- PROBLEM REQUIREMENTS -
Throughout the listing below, copy each line containing "sample".
───── SUPPLIED DATA
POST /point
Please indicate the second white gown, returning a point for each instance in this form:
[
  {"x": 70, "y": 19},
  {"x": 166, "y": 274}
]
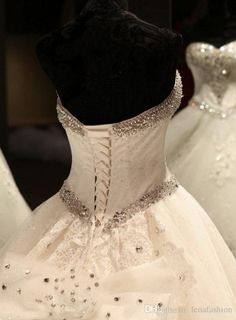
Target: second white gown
[{"x": 201, "y": 139}]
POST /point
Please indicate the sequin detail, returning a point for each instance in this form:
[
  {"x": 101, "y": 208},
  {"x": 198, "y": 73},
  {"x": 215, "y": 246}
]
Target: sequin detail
[
  {"x": 147, "y": 119},
  {"x": 214, "y": 112},
  {"x": 215, "y": 64},
  {"x": 153, "y": 116},
  {"x": 75, "y": 206}
]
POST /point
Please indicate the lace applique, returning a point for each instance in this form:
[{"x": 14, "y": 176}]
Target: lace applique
[
  {"x": 75, "y": 206},
  {"x": 175, "y": 256},
  {"x": 147, "y": 119},
  {"x": 225, "y": 159},
  {"x": 214, "y": 112}
]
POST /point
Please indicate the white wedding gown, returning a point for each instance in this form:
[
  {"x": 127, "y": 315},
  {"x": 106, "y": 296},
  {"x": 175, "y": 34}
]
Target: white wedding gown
[
  {"x": 122, "y": 239},
  {"x": 201, "y": 139},
  {"x": 13, "y": 208}
]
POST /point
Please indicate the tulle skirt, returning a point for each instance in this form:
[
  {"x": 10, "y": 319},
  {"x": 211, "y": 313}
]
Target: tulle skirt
[{"x": 166, "y": 262}]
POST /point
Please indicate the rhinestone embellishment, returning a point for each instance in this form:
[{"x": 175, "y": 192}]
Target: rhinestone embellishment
[
  {"x": 75, "y": 206},
  {"x": 147, "y": 119},
  {"x": 72, "y": 202},
  {"x": 215, "y": 64}
]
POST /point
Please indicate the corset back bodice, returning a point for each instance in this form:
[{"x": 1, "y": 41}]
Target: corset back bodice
[
  {"x": 214, "y": 72},
  {"x": 115, "y": 165}
]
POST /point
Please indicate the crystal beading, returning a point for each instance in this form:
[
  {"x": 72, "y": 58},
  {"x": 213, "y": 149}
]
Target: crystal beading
[
  {"x": 75, "y": 206},
  {"x": 147, "y": 119},
  {"x": 214, "y": 112}
]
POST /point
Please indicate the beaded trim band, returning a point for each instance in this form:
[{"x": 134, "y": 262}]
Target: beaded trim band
[
  {"x": 214, "y": 112},
  {"x": 147, "y": 119},
  {"x": 75, "y": 206}
]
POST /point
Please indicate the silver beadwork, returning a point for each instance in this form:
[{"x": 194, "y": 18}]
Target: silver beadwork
[
  {"x": 147, "y": 119},
  {"x": 160, "y": 192},
  {"x": 215, "y": 64},
  {"x": 153, "y": 116}
]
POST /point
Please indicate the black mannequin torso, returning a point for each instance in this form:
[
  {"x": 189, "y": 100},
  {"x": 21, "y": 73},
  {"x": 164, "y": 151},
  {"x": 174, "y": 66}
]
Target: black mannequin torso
[{"x": 108, "y": 65}]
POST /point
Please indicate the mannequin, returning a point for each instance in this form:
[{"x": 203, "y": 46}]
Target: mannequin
[{"x": 108, "y": 65}]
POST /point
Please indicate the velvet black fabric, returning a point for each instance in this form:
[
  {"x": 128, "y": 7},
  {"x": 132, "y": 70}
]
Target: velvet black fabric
[{"x": 108, "y": 65}]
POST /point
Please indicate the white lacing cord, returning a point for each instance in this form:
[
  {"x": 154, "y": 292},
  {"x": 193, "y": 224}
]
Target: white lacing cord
[{"x": 102, "y": 157}]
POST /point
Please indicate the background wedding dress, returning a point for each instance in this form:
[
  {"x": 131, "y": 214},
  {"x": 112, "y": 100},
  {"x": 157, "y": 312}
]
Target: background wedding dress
[
  {"x": 13, "y": 208},
  {"x": 122, "y": 239},
  {"x": 201, "y": 139}
]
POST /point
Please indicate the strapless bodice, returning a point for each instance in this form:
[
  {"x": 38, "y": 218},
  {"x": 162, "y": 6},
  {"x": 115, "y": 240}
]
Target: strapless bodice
[
  {"x": 214, "y": 72},
  {"x": 119, "y": 165}
]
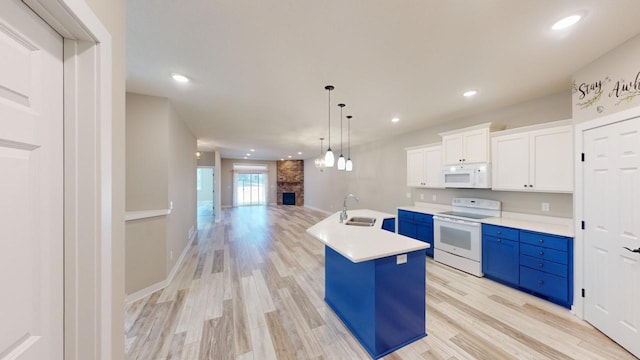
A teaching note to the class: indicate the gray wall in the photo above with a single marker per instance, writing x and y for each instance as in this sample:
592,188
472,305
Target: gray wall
147,152
182,188
205,193
161,169
379,175
619,66
226,180
207,158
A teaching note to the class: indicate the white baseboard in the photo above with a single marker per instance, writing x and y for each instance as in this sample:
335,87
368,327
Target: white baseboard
164,283
146,291
316,209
──────────
- TASK ANSWER -
A teaching note to the class: indicate the gray wall in the photo above with a single marker per instance, writing x and y for each instance as in this sample:
A teaching note to the class: indicate the white baseboard in the photo above with a single marker per instance, writing x and y for each instance as in this sample:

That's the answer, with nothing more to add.